▶ [Prompt] The records follow. Copy each one exactly.

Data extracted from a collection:
*** Block opens ***

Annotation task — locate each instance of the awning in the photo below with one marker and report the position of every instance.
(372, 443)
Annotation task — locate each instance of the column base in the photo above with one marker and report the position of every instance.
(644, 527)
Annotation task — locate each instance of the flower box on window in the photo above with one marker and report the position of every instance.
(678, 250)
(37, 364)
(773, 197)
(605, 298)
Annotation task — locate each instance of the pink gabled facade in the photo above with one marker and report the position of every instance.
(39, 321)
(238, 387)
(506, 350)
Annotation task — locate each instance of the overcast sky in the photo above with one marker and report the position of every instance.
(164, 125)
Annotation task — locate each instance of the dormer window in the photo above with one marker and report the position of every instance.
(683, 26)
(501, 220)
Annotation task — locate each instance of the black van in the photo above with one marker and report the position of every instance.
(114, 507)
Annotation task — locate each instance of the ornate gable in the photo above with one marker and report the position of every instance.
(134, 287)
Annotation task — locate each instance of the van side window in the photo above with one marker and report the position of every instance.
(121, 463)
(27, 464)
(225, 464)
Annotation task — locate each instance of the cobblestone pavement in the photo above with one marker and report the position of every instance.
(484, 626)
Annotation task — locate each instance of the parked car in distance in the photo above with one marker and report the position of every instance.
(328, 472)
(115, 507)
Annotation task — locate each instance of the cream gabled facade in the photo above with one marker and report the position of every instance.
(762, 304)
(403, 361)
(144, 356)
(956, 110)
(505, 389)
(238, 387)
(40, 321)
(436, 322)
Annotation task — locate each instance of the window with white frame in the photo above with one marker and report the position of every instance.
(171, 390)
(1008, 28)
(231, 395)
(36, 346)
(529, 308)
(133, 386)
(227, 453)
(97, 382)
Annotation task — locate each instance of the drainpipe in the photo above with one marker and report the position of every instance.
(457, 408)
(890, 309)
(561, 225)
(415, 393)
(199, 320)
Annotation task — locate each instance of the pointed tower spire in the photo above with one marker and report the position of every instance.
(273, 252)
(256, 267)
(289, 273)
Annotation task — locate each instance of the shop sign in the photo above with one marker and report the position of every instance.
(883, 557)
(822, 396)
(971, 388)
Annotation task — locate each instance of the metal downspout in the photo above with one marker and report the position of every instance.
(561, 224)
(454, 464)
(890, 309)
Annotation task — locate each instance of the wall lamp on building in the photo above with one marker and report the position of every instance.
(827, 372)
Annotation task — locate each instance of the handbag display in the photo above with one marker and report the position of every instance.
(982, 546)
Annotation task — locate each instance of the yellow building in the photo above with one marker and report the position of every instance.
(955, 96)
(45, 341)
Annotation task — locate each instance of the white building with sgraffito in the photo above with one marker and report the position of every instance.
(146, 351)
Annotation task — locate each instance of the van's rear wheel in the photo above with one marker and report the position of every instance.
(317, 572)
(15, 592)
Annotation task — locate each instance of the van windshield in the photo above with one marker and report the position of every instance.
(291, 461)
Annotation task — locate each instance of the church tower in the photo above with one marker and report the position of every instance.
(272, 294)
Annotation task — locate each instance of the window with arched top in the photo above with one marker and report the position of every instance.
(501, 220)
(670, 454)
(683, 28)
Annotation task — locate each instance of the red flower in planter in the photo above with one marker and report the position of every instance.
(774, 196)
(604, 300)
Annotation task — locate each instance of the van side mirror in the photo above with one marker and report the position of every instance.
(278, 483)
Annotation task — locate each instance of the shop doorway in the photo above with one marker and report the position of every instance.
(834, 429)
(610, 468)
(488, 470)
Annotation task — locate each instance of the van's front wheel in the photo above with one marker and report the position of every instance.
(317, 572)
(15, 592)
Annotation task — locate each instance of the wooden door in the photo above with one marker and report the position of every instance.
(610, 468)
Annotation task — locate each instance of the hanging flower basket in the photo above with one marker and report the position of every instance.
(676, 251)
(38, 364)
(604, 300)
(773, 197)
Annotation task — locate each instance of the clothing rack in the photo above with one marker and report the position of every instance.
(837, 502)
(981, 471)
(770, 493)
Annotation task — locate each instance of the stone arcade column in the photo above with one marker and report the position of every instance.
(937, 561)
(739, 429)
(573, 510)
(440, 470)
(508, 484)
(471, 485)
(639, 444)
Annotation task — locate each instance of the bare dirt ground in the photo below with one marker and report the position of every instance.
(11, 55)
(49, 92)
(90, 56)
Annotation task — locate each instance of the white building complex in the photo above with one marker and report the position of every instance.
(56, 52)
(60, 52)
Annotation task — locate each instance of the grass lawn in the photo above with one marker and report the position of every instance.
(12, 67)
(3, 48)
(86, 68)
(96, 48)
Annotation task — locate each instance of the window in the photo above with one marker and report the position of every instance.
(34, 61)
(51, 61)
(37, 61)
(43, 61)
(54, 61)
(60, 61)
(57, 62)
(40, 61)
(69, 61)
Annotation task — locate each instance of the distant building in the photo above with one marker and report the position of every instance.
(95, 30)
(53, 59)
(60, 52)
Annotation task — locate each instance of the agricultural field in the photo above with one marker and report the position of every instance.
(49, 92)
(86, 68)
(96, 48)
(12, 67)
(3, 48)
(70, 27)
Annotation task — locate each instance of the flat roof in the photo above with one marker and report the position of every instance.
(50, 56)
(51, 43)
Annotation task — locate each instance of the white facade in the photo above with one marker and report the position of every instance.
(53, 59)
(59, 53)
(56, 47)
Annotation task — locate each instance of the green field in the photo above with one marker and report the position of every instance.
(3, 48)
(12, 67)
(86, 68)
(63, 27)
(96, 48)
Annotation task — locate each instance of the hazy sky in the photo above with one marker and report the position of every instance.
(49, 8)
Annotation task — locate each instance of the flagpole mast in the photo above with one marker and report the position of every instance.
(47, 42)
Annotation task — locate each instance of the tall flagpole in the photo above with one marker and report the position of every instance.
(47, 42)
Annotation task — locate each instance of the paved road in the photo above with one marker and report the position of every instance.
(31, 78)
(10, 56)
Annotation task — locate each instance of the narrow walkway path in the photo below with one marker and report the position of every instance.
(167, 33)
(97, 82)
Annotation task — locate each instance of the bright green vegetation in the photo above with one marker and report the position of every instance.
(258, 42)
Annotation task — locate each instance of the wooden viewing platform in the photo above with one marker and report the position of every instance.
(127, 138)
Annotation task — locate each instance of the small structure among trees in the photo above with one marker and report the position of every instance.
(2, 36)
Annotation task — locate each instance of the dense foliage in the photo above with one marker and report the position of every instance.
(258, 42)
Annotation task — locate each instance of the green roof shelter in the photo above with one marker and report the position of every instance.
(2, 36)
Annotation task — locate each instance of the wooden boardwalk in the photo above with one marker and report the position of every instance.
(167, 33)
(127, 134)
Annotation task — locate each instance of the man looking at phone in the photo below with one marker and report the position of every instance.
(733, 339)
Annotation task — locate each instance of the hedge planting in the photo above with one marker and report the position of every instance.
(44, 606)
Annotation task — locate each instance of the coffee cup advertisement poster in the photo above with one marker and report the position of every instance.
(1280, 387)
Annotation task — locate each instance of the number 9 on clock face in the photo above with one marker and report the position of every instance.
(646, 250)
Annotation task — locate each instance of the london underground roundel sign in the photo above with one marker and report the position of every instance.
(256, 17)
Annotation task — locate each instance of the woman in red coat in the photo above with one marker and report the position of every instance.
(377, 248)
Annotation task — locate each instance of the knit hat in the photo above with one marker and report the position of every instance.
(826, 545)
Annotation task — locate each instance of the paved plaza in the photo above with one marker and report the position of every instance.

*** Block closes ***

▶ [Written solution]
Annotation task — locate each instance of the awning in the photo below with one marker and report the position of every instance.
(372, 443)
Annotation task — locate each instance of the column base in the photo above with one marker and report the position of every instance.
(644, 527)
Annotation task — locate each instance of the flower box on window in the photo above with one marker and report the position of every instance.
(678, 250)
(37, 364)
(773, 197)
(605, 298)
Annotation task — locate each instance of the pink gabled facade in the photo above with one marker and report the position of every instance.
(39, 321)
(238, 387)
(506, 350)
Annotation task — locate each instance of the overcast sky in the photo above with one marker and report the position of every instance.
(164, 125)
Annotation task — locate each instance of the dormer window in the photo above with one marker and report the position of every instance.
(683, 26)
(501, 220)
Annotation task — locate each instance of the black van in the photo above with one marker and report the position of every instance.
(114, 507)
Annotation task — locate each instance of the ornate gable in the photo above with one marker and report the position of every instance.
(134, 287)
Annotation task — locate each instance of the van side window in the photo above with one marker and report the position of every instance.
(121, 463)
(27, 464)
(225, 464)
Annotation task — locate each instance of the cobblestone pavement in the photo above with one marker and report the position of every instance.
(484, 626)
Annotation task — locate each instance of the parked car in distance in the photo above with one marker and report the position of every instance.
(328, 472)
(115, 507)
Annotation task — locate each instance of the cream gabled facade in the photo above with one marker and report the position of every instance.
(762, 304)
(403, 361)
(144, 356)
(956, 110)
(505, 389)
(238, 387)
(40, 321)
(436, 322)
Annotation task — locate each instance of the window with white frame in the photo above with one marker and report the position of every instance.
(171, 390)
(1008, 28)
(231, 395)
(36, 346)
(529, 308)
(133, 386)
(227, 453)
(97, 382)
Annotation task — locate each instance of the drainpipe in the photo above with one marker and report the position of every instance.
(457, 408)
(890, 309)
(561, 225)
(415, 393)
(199, 320)
Annotation task — locate each instance of the pointed tower spire in the photo above with one marker and report the position of every instance.
(273, 252)
(256, 267)
(289, 273)
Annotation task — locate each instance of the shop sign in the photo above with one marker and report the position of every instance.
(883, 557)
(822, 396)
(971, 388)
Annotation task — locate each instance of the metal downspout in the photo above with one marker and report the position of every instance.
(561, 224)
(454, 464)
(890, 309)
Annotation task — locate each instance of the wall lamp on building in the photo above with one marker and report the position of every instance.
(827, 372)
Annotation task — locate each instance of the handbag display in the photo above with one marker and report the position of every instance.
(982, 546)
Annotation task — locate each instance of the yellow building in the photo above with one marker and report the position of every instance.
(955, 96)
(45, 341)
Annotation task — locate each instance of the white building with sgraffito in the photo above with one marker and report the position of every instance.
(146, 351)
Annotation task — locate each instance of the van's rear wheel in the photo above with one marker and report the position of every instance.
(317, 572)
(15, 592)
Annotation task — locate each instance of the van windshield in the photo above with one marker and report the position of every instance.
(291, 461)
Annotation task — locate each instance of the church tower in the photo above with one marker and report the position of every instance.
(272, 294)
Annotation task — locate each instance of the window with arched top in the photo above with one marker and report the position of every instance.
(501, 220)
(670, 454)
(683, 28)
Annotation task — locate each instance of the red flower in planter in the photo above with one marker and report the position of every instance.
(774, 196)
(604, 300)
Annotation task — locate each instance of the van side mirror in the photo above with one marker and report the position of every instance.
(278, 483)
Annotation task — locate each instance of the shop doorway in the photo above with one marker and report the position of every instance.
(834, 429)
(610, 468)
(488, 470)
Annotation task — locate each instance of the van's front wheel in the photo above with one marker and report the position of every instance.
(317, 572)
(15, 592)
Annotation task — locate each instance of the wooden door in the photo above with one marker and report the position of every instance.
(610, 468)
Annotation task — locate each instance of the hanging flower basket in the photo above with one marker and report the position of every instance.
(676, 251)
(38, 364)
(604, 300)
(773, 197)
Annotation task — locate each instance of the clothing rack in the photo above with one marker and report the position of every instance.
(837, 502)
(981, 471)
(770, 493)
Annotation task — locate each instance of the stone arcade column in the photo above with one marker and report the position of every instance.
(937, 561)
(739, 429)
(573, 510)
(440, 470)
(508, 484)
(471, 485)
(639, 444)
Annotation task — locate each instance of the bare dirt ground in the photo below with one marker and report the position of every instance.
(11, 55)
(49, 92)
(90, 56)
Annotation task — locate each instance of the white building complex in the photo above with one marker and report the position of every instance.
(56, 52)
(60, 52)
Annotation task — locate each instance of the grass lawn in the photo above with one marker and report the position of every instance.
(12, 67)
(3, 48)
(86, 68)
(96, 48)
Annotation task — locate each instance of the window in the photo above with one marker and report the position of every instance.
(34, 61)
(51, 61)
(37, 61)
(43, 61)
(54, 61)
(60, 61)
(57, 62)
(40, 61)
(69, 61)
Annotation task — locate each instance of the distant building in the photo above with one marker and report the position of every instance.
(95, 30)
(53, 59)
(60, 52)
Annotation task — locate each instance of the agricultural field in the photo above with one marker and report the position of every instance.
(49, 92)
(86, 68)
(96, 48)
(12, 67)
(3, 48)
(70, 27)
Annotation task — locate each instance of the flat roof in the photo above with one marker and report the position of every instance.
(50, 56)
(51, 43)
Annotation task — locate each instance of the white facade in the photo above with one marker and report the position of every instance.
(53, 59)
(59, 53)
(56, 47)
Annotation task — locate each instance of the green field in the photo above with one marker and report the position of every instance.
(3, 48)
(12, 67)
(86, 68)
(63, 27)
(96, 48)
Annotation task — locate each instance of the hazy sky in the photo above with one marker and report the position of every instance.
(49, 8)
Annotation task — locate each instance of the flagpole mast in the photo above with one marker and report the position of every instance.
(47, 42)
Annotation task — locate each instance of the tall flagpole in the photo above with one marker and report the position of every instance.
(47, 42)
Annotation task — locate each instance of the paved road in the photo above with one marker and report the position of every instance.
(31, 78)
(10, 56)
Annotation task — locate each instance of the narrow walkway path in the photo below with one marker and report the position of every instance.
(167, 33)
(97, 82)
Annotation task — locate each instance of the bright green vegetation in the photo above with one marker and report the position of every instance.
(258, 42)
Annotation task — locate each instance of the wooden viewing platform in the photo above with one marker and report the position of every instance.
(127, 138)
Annotation task — locate each instance of the small structure among trees in the photo above with one marker and report the position of every instance.
(2, 36)
Annotation task — locate each instance of the dense foliage in the photo above with one marker and report the position of every instance.
(258, 42)
Annotation task — locate each instance of the green roof shelter in the photo above with one marker and report the position of every instance.
(2, 36)
Annotation task — locate each instance of the wooden boardwalk in the photo above with one marker and report the position of every instance.
(167, 33)
(127, 134)
Annotation task — locate each instance of the man looking at phone in the photo below with one marker and report the position of every instance.
(733, 339)
Annotation task — locate each instance of the hedge planting in the photo above with one marker and report the position of every instance.
(44, 606)
Annotation task — locate each instance of the coffee cup advertisement poster in the photo above with one marker and report the position of every instance.
(1280, 387)
Annotation task — locate each instance of the number 9 on clock face in the photo above with one marker and report the position of every instance.
(646, 250)
Annotation task — locate each instance of the london underground roundel sign in the photo above with one marker and report the position of every instance.
(256, 17)
Annotation task — locate each instance of the woman in red coat in the photo above with one marker and report the position of every instance.
(377, 248)
Annotation task — locate each instance of the knit hat in the photo above with one marker and report the position of every instance.
(826, 545)
Annotation task — locate each instance of the paved plaza in the photo above with one marker and report the position of every instance.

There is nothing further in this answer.